Dataset entries:
════════════════

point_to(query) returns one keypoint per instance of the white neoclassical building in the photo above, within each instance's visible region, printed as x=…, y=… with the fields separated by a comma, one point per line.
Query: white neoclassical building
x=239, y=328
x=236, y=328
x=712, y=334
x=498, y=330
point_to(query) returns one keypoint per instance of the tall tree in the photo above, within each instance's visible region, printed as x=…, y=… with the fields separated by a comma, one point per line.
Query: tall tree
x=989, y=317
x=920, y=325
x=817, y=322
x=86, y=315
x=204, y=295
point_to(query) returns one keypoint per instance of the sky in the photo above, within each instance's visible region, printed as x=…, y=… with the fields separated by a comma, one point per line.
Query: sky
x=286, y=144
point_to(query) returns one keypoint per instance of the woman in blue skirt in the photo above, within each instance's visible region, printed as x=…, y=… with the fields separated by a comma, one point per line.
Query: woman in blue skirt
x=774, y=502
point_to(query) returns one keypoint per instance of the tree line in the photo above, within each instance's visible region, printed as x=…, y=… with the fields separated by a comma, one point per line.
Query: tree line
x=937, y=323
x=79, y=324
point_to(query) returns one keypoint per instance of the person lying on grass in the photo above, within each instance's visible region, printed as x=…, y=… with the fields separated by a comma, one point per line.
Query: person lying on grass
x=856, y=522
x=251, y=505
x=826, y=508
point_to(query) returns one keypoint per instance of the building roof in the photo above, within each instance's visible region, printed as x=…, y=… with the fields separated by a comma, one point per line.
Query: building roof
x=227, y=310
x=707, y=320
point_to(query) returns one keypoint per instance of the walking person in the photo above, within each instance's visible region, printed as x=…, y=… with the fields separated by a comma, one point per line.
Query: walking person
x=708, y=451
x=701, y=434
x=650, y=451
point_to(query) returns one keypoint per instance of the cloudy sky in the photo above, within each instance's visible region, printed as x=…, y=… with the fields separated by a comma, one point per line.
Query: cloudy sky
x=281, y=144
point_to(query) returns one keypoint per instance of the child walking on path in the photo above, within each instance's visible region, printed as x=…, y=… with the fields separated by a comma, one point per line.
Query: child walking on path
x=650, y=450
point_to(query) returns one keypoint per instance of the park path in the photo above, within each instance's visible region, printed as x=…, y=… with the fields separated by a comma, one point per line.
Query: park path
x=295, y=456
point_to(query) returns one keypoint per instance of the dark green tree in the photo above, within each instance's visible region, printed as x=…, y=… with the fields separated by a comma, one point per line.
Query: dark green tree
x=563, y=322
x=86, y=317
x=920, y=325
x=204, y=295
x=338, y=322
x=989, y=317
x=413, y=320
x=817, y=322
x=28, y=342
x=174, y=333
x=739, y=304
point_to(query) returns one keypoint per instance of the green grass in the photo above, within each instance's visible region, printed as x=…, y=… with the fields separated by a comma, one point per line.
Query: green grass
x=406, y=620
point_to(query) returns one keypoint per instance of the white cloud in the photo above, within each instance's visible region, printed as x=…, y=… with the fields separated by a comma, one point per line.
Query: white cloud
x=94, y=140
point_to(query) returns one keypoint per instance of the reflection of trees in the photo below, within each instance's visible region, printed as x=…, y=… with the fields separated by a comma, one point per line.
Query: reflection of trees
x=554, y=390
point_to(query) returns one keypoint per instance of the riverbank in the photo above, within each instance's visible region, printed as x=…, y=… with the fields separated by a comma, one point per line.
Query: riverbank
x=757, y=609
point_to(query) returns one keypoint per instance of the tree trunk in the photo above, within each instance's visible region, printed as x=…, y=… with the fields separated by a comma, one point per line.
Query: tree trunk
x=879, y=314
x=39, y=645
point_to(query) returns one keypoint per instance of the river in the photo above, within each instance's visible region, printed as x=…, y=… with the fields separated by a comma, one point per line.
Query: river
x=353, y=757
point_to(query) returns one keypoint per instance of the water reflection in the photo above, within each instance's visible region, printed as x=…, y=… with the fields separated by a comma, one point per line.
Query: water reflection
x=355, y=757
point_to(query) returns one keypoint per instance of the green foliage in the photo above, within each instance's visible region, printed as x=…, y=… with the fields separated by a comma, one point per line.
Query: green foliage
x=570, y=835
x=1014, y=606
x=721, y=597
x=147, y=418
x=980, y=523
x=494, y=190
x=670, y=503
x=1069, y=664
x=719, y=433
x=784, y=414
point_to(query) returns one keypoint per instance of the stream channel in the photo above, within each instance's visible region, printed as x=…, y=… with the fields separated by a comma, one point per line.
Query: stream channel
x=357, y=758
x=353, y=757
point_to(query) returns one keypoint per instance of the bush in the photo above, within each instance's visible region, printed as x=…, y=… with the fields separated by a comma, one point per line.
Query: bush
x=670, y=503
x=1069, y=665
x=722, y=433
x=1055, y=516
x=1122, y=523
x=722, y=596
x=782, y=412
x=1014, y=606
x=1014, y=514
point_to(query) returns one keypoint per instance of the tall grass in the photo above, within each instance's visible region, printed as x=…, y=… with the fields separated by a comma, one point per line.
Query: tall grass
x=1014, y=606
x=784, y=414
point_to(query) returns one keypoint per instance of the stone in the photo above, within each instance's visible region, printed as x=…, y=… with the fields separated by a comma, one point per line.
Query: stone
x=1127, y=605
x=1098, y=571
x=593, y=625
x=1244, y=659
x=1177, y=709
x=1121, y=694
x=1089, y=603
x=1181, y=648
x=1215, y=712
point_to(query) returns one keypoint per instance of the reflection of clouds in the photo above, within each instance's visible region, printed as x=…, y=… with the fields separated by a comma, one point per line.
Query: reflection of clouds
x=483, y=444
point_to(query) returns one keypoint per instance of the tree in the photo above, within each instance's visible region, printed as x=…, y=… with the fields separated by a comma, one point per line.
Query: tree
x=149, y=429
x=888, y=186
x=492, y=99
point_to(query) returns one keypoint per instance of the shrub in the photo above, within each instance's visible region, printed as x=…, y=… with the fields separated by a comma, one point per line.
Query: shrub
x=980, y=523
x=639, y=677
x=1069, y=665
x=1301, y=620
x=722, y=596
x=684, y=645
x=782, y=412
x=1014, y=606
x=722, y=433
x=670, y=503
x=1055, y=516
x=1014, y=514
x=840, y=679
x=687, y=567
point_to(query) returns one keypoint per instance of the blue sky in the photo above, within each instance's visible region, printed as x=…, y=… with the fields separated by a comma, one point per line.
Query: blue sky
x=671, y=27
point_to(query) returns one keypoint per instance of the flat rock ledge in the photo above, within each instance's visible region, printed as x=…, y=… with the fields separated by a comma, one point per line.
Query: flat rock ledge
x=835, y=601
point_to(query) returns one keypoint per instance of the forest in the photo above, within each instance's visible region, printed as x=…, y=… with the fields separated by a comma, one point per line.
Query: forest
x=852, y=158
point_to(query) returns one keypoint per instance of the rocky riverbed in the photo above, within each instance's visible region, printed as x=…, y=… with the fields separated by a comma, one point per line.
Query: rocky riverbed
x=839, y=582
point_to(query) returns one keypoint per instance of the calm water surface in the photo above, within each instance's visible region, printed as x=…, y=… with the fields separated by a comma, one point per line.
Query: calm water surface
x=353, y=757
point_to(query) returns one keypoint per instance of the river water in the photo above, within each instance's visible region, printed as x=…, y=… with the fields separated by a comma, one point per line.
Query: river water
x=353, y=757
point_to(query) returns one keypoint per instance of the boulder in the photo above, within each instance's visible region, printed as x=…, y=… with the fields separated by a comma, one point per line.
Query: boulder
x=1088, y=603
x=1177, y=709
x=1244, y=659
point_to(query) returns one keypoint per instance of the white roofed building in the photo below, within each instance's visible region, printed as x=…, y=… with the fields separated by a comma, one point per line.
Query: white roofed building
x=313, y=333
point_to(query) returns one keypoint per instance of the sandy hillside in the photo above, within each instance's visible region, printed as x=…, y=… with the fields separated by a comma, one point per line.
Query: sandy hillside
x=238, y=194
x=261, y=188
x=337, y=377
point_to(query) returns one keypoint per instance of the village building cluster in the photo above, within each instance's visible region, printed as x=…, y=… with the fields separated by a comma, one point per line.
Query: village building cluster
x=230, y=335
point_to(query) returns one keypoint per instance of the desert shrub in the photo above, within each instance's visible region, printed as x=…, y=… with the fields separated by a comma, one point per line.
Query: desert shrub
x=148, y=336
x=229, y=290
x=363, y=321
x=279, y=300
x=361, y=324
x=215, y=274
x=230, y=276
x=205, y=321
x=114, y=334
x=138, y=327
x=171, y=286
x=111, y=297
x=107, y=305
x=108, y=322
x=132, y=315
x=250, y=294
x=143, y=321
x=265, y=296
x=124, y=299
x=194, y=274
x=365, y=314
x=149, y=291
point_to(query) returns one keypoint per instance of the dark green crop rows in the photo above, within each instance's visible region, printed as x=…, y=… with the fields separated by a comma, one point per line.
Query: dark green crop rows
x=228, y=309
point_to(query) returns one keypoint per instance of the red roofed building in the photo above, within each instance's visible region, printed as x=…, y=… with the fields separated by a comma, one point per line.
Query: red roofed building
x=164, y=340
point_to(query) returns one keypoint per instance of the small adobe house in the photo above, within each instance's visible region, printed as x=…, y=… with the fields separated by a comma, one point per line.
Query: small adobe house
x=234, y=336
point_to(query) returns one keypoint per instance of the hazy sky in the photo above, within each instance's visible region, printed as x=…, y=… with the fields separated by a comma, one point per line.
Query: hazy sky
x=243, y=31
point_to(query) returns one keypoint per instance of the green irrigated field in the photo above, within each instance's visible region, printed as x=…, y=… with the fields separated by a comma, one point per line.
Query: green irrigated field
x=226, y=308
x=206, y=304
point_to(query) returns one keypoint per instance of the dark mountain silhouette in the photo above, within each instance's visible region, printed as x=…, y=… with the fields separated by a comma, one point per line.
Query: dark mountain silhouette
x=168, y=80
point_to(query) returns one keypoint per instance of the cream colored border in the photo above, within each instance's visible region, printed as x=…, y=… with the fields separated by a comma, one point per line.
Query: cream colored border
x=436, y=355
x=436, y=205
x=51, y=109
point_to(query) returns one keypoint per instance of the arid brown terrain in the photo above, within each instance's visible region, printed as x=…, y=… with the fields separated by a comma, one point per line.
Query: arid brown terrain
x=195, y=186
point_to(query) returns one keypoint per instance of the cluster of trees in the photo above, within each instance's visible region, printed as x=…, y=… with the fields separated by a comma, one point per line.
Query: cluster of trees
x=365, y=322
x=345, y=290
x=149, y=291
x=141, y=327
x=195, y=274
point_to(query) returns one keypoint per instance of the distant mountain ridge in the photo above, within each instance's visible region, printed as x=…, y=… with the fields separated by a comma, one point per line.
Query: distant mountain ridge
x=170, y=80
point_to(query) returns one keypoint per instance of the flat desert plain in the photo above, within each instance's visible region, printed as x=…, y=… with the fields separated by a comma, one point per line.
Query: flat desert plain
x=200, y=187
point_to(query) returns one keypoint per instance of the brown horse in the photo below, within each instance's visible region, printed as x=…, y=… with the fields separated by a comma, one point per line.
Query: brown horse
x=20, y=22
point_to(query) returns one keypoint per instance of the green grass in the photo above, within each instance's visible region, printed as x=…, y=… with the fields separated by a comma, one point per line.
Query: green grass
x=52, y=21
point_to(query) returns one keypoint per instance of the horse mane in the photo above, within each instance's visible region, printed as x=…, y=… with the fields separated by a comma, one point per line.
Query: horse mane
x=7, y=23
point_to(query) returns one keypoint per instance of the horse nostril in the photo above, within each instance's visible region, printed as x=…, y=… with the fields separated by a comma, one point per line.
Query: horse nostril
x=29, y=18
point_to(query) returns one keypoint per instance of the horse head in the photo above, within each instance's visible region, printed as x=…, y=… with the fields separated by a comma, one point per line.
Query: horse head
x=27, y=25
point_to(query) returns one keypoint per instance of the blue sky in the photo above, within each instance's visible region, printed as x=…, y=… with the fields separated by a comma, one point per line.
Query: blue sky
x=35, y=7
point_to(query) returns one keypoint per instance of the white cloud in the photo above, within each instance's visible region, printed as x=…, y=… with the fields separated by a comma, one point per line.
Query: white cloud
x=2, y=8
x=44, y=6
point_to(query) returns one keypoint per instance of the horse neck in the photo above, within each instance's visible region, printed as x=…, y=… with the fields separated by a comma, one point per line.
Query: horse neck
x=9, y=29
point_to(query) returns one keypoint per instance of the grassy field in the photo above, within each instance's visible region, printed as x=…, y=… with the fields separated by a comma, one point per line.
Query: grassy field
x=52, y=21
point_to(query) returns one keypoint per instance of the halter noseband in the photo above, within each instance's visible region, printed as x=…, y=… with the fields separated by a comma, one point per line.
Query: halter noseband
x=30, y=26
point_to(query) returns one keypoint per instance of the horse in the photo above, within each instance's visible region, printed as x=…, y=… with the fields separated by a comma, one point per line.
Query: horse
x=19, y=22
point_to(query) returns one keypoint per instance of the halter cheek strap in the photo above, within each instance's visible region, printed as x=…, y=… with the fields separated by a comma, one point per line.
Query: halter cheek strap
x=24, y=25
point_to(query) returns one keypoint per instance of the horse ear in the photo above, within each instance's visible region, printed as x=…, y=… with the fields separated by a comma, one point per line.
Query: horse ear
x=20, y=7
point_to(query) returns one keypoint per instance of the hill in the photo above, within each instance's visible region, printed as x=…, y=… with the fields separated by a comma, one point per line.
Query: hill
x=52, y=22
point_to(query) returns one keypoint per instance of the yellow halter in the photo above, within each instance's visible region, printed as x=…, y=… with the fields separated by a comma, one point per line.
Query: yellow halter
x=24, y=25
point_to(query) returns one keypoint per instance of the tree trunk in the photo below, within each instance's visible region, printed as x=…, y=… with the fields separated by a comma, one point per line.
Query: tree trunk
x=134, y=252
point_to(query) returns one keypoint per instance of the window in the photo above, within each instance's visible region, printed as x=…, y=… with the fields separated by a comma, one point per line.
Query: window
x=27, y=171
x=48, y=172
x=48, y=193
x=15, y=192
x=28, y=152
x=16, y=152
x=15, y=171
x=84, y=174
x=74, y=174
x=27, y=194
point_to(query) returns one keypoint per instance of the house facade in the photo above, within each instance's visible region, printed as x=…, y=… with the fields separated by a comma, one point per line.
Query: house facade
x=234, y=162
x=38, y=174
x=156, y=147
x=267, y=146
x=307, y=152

════════════════

EXERCISE TASK:
Copy out everything from the line containing "point_to(query) returns one keypoint per instance of the shrub" down to the line containing "x=835, y=601", swapping "keypoint" for "marker" and leaving the rest of those rows unchanged.

TASK RESULT:
point_to(query) returns one marker per instance of the shrub in the photo above, within each instance's visible region, printed as x=…, y=… with the fields separated by a comma, one point per line.
Query: shrub
x=980, y=523
x=639, y=677
x=1069, y=665
x=1301, y=620
x=722, y=596
x=684, y=645
x=782, y=412
x=1014, y=606
x=722, y=433
x=670, y=503
x=1055, y=516
x=1014, y=514
x=840, y=679
x=687, y=567
point_to(query) returns one marker per instance of the blue sky in the photo above, within each instance's visible region, printed as x=…, y=… with the fields separated by a comma, one point per line.
Query: blue sky
x=671, y=27
point_to(query) returns one marker per instance of the flat rock ledge in the photo above, within each instance's visible region, printed as x=…, y=… with the fields separated by a comma, one point per line.
Query: flat rock ledge
x=835, y=601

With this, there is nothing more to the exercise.